● Document extract
4. Compensation and Reimbursement of Expenses.
(a) Compensation. The Bank agrees to pay Executive during the term of this Agreement a salary at the rate of $275,000 per annum; provided, however that the rate of such salary shall be reviewed by the Board not less often than annually. Such rate of salary, or increased rate of salary, if any, as the case may be, may be further increased (but not decreased) from time to time in such amount as the Board in its discretion may decide. Such salary shall be payable in accordance with the customary payroll practices of the Bank, but in no event less frequently than monthly, and any bonus shall be payable in the manner specified by such committee or the Board at the time such bonus is awarded.
(b) Reimbursement of Expenses. The Bank shall pay or reimburse Executive for all reasonable travel and other expenses incurred by Executive in the performance of his obligations under this Agreement in accordance with the Bank’s policy on the date of this Agreement or as approved by the Board.

● Aim of the task
Reproduce, word for word, the stretch of the compensation clause from "(a) Compensation. The" through "bonus is awarded.".

● Raw data
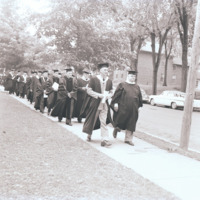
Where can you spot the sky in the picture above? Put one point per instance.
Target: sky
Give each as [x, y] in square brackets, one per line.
[37, 6]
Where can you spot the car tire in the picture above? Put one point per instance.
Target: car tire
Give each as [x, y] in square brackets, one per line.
[173, 105]
[152, 102]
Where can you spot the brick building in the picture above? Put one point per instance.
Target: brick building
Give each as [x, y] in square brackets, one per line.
[145, 71]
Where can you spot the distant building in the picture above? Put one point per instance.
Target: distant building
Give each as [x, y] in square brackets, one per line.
[145, 70]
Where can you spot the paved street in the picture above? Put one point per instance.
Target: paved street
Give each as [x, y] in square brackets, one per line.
[42, 159]
[166, 123]
[171, 171]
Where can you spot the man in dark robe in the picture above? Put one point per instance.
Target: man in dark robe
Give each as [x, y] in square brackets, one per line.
[34, 82]
[52, 89]
[66, 97]
[125, 104]
[100, 90]
[41, 96]
[29, 92]
[17, 77]
[82, 83]
[9, 82]
[22, 84]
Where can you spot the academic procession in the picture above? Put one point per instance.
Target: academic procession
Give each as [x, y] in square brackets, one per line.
[84, 95]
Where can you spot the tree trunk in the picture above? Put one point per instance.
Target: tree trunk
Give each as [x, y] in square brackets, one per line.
[188, 108]
[165, 74]
[184, 67]
[153, 43]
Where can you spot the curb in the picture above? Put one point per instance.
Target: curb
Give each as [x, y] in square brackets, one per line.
[167, 145]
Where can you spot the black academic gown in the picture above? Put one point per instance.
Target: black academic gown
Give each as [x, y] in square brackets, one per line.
[90, 106]
[39, 97]
[60, 107]
[52, 95]
[81, 95]
[129, 99]
[29, 92]
[9, 83]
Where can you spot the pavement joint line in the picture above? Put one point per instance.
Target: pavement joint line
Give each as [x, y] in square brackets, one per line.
[157, 177]
[158, 141]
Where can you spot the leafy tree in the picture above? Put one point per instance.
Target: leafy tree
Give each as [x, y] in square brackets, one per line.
[158, 19]
[184, 17]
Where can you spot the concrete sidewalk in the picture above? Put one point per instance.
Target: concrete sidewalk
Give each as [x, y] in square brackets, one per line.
[175, 173]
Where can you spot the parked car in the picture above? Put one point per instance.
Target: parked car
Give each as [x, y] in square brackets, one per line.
[145, 97]
[173, 99]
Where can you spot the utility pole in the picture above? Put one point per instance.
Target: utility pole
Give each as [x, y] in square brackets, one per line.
[190, 90]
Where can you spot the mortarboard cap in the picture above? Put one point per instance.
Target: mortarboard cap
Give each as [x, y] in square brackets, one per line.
[132, 72]
[44, 71]
[101, 65]
[87, 71]
[68, 69]
[55, 70]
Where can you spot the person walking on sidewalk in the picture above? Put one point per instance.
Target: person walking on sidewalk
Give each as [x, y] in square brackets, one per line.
[66, 97]
[82, 83]
[52, 90]
[100, 89]
[125, 103]
[41, 97]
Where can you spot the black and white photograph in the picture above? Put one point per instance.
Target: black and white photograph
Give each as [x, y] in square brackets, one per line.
[99, 99]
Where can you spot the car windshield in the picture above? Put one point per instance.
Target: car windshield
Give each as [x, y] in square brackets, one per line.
[173, 94]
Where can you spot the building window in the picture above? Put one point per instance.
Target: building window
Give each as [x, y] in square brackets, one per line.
[174, 77]
[162, 77]
[174, 67]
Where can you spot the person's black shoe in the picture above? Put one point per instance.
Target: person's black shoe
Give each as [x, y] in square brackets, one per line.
[129, 142]
[105, 143]
[89, 138]
[79, 120]
[68, 122]
[115, 133]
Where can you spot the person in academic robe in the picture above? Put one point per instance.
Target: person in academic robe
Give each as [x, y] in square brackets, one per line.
[22, 84]
[16, 79]
[82, 84]
[29, 92]
[100, 89]
[52, 90]
[125, 103]
[34, 82]
[41, 96]
[66, 97]
[9, 81]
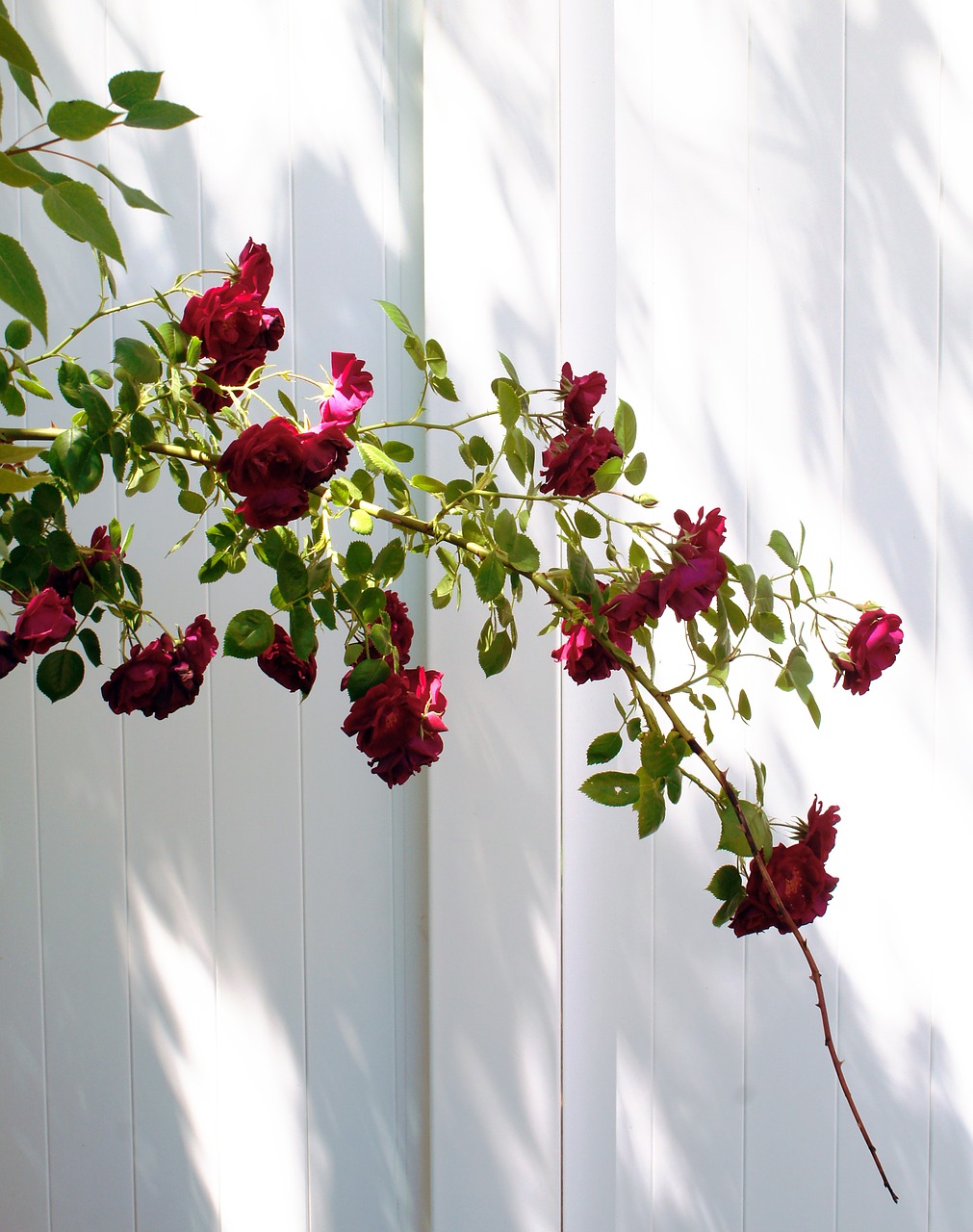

● Finished task
(a) Compensation. The Bank agrees to pay Executive during the term of this Agreement a salary at the rate of $275,000 per annum; provided, however that the rate of such salary shall be reviewed by the Board not less often than annually. Such rate of salary, or increased rate of salary, if any, as the case may be, may be further increased (but not decreased) from time to time in such amount as the Board in its discretion may decide. Such salary shall be payable in accordance with the customary payroll practices of the Bank, but in no event less frequently than monthly, and any bonus shall be payable in the manner specified by such committee or the Board at the time such bonus is awarded.